* Work to do
Rewrite the records from the line containing "Record the location of each instance of the roadside" through the last line of the records, changing "fog light" to "fog lamp" and keeping everything else the same. Leave the pictures out of your answer.

-------- Provided information --------

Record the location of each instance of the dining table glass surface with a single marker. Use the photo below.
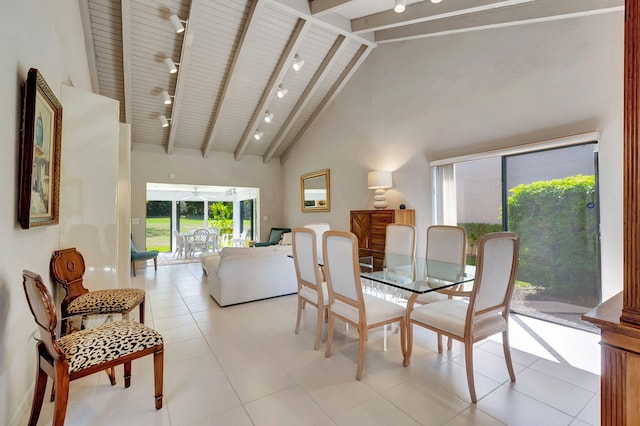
(416, 275)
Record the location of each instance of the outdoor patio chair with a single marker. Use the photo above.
(137, 256)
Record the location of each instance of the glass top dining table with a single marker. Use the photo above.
(416, 275)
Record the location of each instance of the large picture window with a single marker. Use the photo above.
(549, 198)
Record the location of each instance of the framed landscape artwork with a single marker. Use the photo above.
(39, 176)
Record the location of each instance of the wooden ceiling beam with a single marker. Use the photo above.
(344, 78)
(248, 31)
(281, 68)
(538, 11)
(425, 11)
(185, 55)
(319, 76)
(320, 7)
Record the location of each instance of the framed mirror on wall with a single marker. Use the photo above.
(315, 194)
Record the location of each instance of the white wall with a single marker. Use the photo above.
(189, 167)
(421, 100)
(42, 34)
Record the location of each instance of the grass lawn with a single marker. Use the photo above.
(159, 231)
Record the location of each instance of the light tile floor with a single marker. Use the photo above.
(243, 365)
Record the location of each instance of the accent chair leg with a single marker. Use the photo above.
(62, 395)
(127, 374)
(38, 394)
(158, 371)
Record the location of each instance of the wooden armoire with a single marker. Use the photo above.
(370, 225)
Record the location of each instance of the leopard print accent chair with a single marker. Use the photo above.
(67, 269)
(84, 352)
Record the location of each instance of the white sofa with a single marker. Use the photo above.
(243, 274)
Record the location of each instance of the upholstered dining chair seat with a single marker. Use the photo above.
(377, 310)
(450, 315)
(312, 295)
(116, 301)
(110, 341)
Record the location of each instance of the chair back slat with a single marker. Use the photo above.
(446, 243)
(305, 257)
(496, 271)
(67, 269)
(43, 311)
(342, 268)
(400, 239)
(320, 229)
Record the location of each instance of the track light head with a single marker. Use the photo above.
(166, 98)
(172, 66)
(164, 121)
(298, 62)
(177, 23)
(401, 6)
(282, 91)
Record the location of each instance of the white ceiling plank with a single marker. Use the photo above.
(345, 76)
(89, 43)
(126, 57)
(425, 11)
(249, 28)
(339, 45)
(281, 68)
(332, 22)
(183, 69)
(320, 7)
(538, 11)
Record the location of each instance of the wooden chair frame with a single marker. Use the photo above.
(67, 269)
(470, 336)
(303, 270)
(52, 361)
(361, 325)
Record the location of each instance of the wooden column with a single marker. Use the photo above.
(631, 303)
(619, 317)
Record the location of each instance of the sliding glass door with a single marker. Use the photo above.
(549, 198)
(551, 203)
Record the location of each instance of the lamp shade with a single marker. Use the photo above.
(379, 179)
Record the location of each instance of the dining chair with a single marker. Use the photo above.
(199, 241)
(487, 311)
(137, 256)
(84, 352)
(240, 240)
(312, 288)
(445, 243)
(180, 249)
(67, 269)
(319, 229)
(347, 302)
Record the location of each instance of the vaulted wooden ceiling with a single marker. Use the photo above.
(234, 54)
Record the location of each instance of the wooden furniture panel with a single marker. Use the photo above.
(370, 226)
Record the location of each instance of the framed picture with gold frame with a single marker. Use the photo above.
(39, 175)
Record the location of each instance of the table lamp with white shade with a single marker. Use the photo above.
(380, 180)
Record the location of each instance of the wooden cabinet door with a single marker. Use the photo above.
(361, 227)
(379, 222)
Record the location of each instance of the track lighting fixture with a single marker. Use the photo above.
(165, 121)
(298, 62)
(172, 66)
(282, 91)
(177, 23)
(166, 97)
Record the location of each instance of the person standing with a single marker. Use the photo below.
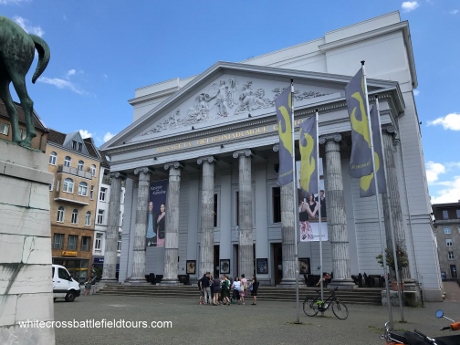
(253, 289)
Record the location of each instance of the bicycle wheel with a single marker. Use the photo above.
(310, 308)
(340, 310)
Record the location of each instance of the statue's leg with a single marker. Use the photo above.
(27, 106)
(11, 109)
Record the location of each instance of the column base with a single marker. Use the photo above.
(345, 284)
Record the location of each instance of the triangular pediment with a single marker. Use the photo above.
(229, 93)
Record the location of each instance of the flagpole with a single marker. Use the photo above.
(294, 194)
(393, 242)
(377, 195)
(319, 208)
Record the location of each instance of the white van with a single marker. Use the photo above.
(64, 286)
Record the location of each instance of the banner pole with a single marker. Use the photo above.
(377, 196)
(393, 242)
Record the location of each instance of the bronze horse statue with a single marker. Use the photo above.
(17, 50)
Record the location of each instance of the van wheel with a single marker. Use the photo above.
(70, 296)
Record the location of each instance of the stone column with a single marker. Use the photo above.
(140, 227)
(172, 225)
(287, 233)
(246, 254)
(336, 218)
(113, 221)
(392, 205)
(207, 216)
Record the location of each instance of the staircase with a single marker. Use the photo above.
(268, 293)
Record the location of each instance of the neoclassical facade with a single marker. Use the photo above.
(213, 137)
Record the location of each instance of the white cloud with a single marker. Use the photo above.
(433, 170)
(108, 136)
(24, 23)
(61, 84)
(85, 133)
(408, 6)
(449, 194)
(451, 121)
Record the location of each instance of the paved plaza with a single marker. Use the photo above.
(266, 323)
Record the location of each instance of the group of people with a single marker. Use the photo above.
(222, 291)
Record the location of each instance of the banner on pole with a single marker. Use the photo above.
(366, 183)
(361, 157)
(283, 105)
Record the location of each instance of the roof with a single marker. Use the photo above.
(21, 117)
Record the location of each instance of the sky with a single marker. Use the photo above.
(101, 51)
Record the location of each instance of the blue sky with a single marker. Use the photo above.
(101, 51)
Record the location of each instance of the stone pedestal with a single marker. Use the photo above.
(26, 286)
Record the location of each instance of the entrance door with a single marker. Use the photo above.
(278, 262)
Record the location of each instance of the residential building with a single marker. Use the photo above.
(39, 142)
(75, 163)
(447, 230)
(204, 150)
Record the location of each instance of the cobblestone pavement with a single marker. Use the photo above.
(266, 323)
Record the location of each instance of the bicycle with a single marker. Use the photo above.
(311, 306)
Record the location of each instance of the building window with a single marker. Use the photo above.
(102, 194)
(4, 127)
(85, 243)
(58, 241)
(88, 218)
(60, 217)
(72, 242)
(83, 189)
(98, 242)
(53, 158)
(93, 170)
(75, 216)
(67, 161)
(119, 242)
(276, 204)
(100, 216)
(68, 185)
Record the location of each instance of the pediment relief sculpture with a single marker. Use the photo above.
(224, 98)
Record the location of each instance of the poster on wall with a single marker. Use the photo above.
(310, 206)
(156, 218)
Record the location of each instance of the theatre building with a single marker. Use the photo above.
(200, 166)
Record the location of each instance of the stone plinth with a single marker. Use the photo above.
(26, 286)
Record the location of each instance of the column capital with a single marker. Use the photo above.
(337, 137)
(144, 170)
(210, 159)
(246, 152)
(118, 174)
(175, 165)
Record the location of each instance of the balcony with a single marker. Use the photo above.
(74, 171)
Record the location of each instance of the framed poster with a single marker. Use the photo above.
(262, 266)
(190, 266)
(304, 265)
(224, 266)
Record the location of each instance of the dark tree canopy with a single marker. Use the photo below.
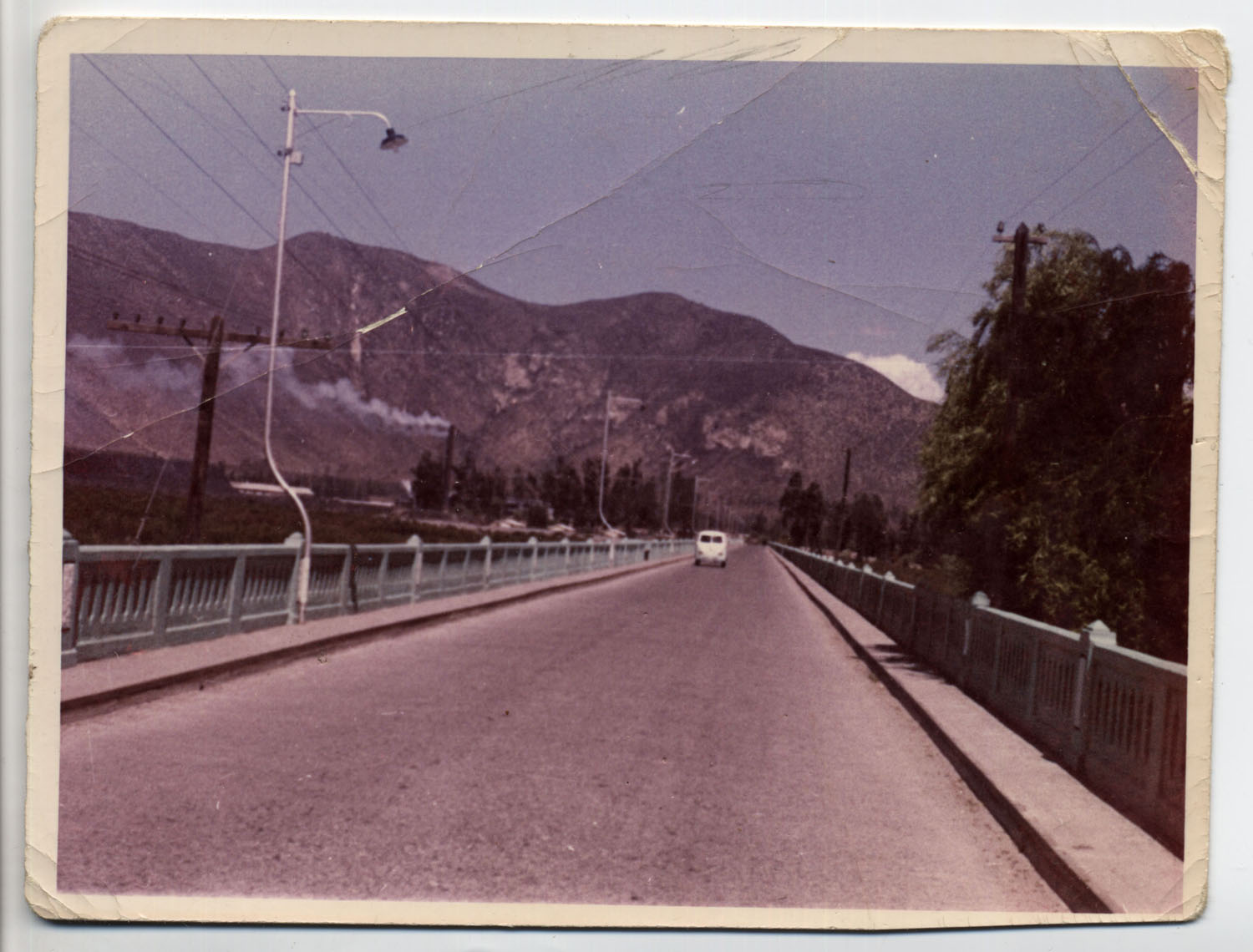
(1059, 463)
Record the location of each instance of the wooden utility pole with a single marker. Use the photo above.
(203, 433)
(1012, 345)
(1020, 240)
(844, 500)
(212, 358)
(449, 443)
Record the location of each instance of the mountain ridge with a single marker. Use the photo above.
(524, 382)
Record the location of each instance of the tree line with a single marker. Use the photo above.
(564, 491)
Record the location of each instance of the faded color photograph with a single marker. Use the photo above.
(693, 478)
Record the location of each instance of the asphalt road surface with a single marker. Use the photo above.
(683, 736)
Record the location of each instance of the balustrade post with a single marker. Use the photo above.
(296, 540)
(1093, 636)
(69, 599)
(1032, 676)
(383, 576)
(235, 599)
(160, 596)
(1157, 741)
(415, 576)
(346, 580)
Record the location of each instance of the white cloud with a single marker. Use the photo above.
(911, 376)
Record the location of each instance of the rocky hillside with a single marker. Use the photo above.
(523, 382)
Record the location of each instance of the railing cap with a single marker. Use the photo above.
(1099, 633)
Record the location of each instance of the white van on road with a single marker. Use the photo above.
(712, 549)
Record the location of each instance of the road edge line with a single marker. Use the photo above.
(90, 704)
(1063, 879)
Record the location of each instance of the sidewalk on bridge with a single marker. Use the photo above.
(1078, 842)
(107, 681)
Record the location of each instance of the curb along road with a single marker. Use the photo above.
(85, 701)
(1094, 858)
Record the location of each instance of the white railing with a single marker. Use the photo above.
(120, 599)
(1113, 717)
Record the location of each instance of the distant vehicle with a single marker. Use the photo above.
(712, 549)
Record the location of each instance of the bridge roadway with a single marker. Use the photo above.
(678, 737)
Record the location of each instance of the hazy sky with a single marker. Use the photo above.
(850, 205)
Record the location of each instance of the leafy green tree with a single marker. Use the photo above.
(867, 525)
(1058, 466)
(429, 483)
(802, 511)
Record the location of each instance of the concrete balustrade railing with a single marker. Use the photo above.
(1113, 717)
(118, 599)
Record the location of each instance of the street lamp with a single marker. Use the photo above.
(290, 155)
(611, 403)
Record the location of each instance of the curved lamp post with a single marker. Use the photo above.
(393, 140)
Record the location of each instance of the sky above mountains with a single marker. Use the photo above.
(850, 205)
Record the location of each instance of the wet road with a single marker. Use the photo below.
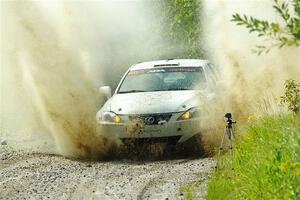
(44, 176)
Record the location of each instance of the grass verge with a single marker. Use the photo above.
(266, 162)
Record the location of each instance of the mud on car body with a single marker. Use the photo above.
(158, 101)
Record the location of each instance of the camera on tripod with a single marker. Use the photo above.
(228, 118)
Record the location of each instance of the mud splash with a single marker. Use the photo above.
(55, 56)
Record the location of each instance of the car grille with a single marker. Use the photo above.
(151, 119)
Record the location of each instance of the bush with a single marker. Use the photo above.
(291, 96)
(266, 162)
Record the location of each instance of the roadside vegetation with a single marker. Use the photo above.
(275, 34)
(267, 157)
(266, 162)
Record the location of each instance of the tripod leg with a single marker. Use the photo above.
(229, 133)
(221, 148)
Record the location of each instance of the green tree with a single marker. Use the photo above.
(278, 34)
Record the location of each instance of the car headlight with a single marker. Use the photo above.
(191, 113)
(111, 117)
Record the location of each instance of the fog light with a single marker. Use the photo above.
(116, 119)
(186, 115)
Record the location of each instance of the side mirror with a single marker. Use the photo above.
(106, 91)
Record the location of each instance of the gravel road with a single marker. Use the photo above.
(32, 175)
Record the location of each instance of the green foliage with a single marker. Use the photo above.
(187, 191)
(266, 160)
(291, 95)
(279, 35)
(182, 27)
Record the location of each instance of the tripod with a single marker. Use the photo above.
(229, 132)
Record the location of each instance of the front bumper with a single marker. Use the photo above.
(178, 131)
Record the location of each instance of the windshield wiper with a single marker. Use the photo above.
(130, 91)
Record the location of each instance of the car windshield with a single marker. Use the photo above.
(163, 79)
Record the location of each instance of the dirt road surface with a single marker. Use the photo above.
(29, 175)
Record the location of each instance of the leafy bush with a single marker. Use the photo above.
(279, 35)
(291, 95)
(266, 162)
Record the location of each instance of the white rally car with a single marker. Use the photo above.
(158, 101)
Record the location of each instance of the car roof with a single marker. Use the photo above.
(170, 63)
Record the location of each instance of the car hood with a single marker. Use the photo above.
(152, 102)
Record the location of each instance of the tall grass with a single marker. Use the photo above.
(266, 162)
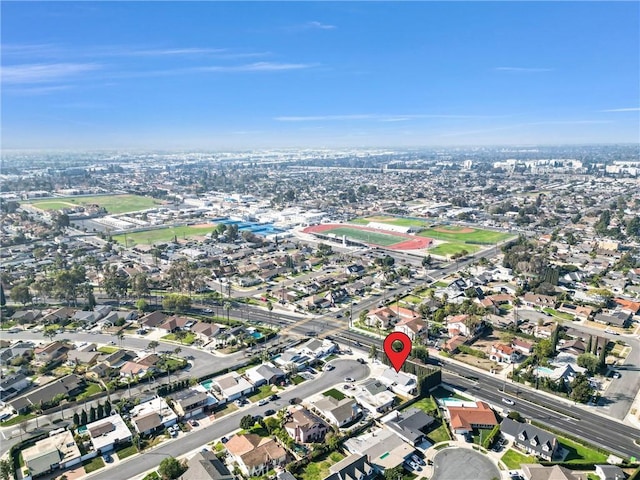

--------

* Output for this task
Record the location of each instance of the roadside vegetation with a single marker. Use the photo above.
(275, 34)
(267, 157)
(266, 162)
Record the location of each instance of the tripod leg with a single marker. Use the photo above.
(229, 133)
(221, 148)
Record the location of each instance of the green tree with a single marker. Use the photo above.
(278, 34)
Record the location of each instance of the car headlight with a single marker. Use the photo above.
(191, 113)
(111, 117)
Record the location of each instance of the fog lamp with a single marker. Use the photo above.
(116, 119)
(186, 115)
Record the location of each instance of the side mirror with a single marker. Use the photo above.
(106, 91)
Record the location of each instance of the gravel road with a single marker. Use the photo above.
(32, 175)
Record the location of each instance of the green foliage with a single marker. Use the photo above.
(187, 191)
(266, 160)
(291, 95)
(279, 35)
(182, 27)
Record the location of each instance of the tripod with a single marker. Use the photo above.
(229, 132)
Record the location of each instance of the front bumper with a single marker. Use the photo above.
(178, 131)
Record the location of each instance of the windshield wiper with a single marker. Use the photo above.
(130, 91)
Record the location of each instance of the car windshield with a single marker. Use the photo above.
(163, 79)
Record the location of each instance of the dirt road surface with a single marker. Use the photo above.
(29, 175)
Record the location of each instance of the leafy bush with a single marker. Use the photo above.
(279, 35)
(291, 95)
(266, 162)
Record the location of each instance of the white rally car with a single marker. Use the photo above.
(158, 101)
Record the location of each instance of the car roof with a single marker. Use the photo above.
(170, 63)
Record the location of each instance of the car hood with a single marker. Use the photo above.
(152, 102)
Record the location of each instance of the tall grass with a single marker. Use the photo above.
(266, 162)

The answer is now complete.